-------- TEXT BLOCK

Many overwintering plants survive the formation of extracellular ice in their tissues. For example, when winter rye (Secale cereale) plants are exposed to subzero temperatures, ice initially forms in intercellular spaces and xylem vessels of the leaves at temperatures ranging from −2°C to −5°C (Pearce, 1988; Pearce and Ashworth, 1992). It is the ability of a plant to withstand this initial freezing process that distinguishes a freezing-tolerant from a freezing-sensitive plant. As the temperature is lowered further, the intercellular ice creates a vapor pressure differential that results in the progressive loss of water from the cell (Burke et al., 1983). The lowest survival temperature of the plant is thought to be related to its capacity to survive this freeze-induced dehydration (Sakai and Larcher, 1987).

During cold acclimation, many freezing-tolerant plants accumulate antifreeze proteins (AFPs; Griffith et al., 1992; Urrutia et al., 1992; Duman and Olsen, 1993; Griffith and Ewart, 1995). AFPs inhibit the growth and recrystallization of intercellular ice by adsorbing onto the surface of ice crystals via van der Waals interactions and/or hydrogen bonds (DeVries, 1986; Knight and Duman, 1986; Ewart et al., 1999). In cold-hardened winter rye leaves, AFPs are present in epidermal cell walls, in cell walls surrounding intercellular spaces, and in the secondary cell walls of xylem vessels of the leaves (Antikainen et al., 1996; Pihakaski-Maunsbach et al., 1996). These are all sites where ice can propagate into and throughout the plant, and so the presence of AFPs may influence the growth of ice in the apoplast.

----------------

Extract the passage on plant freezing tolerance from "Many overwintering plants" to "and Larcher, 1987).", word for word.

-------- EXTRACTED INFORMATION

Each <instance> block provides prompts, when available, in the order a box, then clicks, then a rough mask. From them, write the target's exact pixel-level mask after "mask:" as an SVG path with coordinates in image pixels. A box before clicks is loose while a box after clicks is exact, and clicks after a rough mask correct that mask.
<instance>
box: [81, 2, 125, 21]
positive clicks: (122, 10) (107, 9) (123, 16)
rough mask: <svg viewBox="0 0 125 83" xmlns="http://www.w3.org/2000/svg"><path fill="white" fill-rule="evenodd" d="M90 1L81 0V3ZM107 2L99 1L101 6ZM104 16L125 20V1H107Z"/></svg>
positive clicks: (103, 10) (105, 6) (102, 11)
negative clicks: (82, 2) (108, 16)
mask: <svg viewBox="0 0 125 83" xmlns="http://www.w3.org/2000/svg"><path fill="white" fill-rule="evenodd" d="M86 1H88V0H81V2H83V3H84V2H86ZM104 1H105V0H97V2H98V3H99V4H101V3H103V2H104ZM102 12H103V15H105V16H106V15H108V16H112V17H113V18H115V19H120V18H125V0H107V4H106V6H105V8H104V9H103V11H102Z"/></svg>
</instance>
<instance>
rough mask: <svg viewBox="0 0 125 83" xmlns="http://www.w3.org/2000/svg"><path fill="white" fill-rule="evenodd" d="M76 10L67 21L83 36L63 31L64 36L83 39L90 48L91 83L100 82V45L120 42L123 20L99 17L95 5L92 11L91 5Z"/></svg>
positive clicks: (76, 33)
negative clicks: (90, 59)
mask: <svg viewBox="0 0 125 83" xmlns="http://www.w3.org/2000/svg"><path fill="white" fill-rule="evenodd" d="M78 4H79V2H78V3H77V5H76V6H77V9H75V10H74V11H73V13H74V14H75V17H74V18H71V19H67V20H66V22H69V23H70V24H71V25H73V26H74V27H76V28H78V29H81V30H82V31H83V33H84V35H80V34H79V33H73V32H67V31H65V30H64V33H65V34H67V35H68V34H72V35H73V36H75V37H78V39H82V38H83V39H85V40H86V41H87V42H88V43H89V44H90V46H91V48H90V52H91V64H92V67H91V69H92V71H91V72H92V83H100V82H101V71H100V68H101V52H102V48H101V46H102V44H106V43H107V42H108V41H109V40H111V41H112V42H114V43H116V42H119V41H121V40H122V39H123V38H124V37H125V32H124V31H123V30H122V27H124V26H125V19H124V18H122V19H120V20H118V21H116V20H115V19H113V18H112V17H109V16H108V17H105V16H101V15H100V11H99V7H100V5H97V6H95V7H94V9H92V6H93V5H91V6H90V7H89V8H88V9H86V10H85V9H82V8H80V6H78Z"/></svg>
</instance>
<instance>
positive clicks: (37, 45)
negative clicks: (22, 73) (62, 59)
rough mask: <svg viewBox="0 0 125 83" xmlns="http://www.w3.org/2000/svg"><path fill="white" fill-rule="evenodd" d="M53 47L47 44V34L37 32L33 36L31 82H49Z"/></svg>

----------------

OUTPUT OF THE EXERCISE:
Many overwintering plants survive the formation of extracellular ice in their tissues. For example, when winter rye (Secale cereale) plants are exposed to subzero temperatures, ice initially forms in intercellular spaces and xylem vessels of the leaves at temperatures ranging from −2°C to −5°C (Pearce, 1988; Pearce and Ashworth, 1992). It is the ability of a plant to withstand this initial freezing process that distinguishes a freezing-tolerant from a freezing-sensitive plant. As the temperature is lowered further, the intercellular ice creates a vapor pressure differential that results in the progressive loss of water from the cell (Burke et al., 1983). The lowest survival temperature of the plant is thought to be related to its capacity to survive this freeze-induced dehydration (Sakai and Larcher, 1987).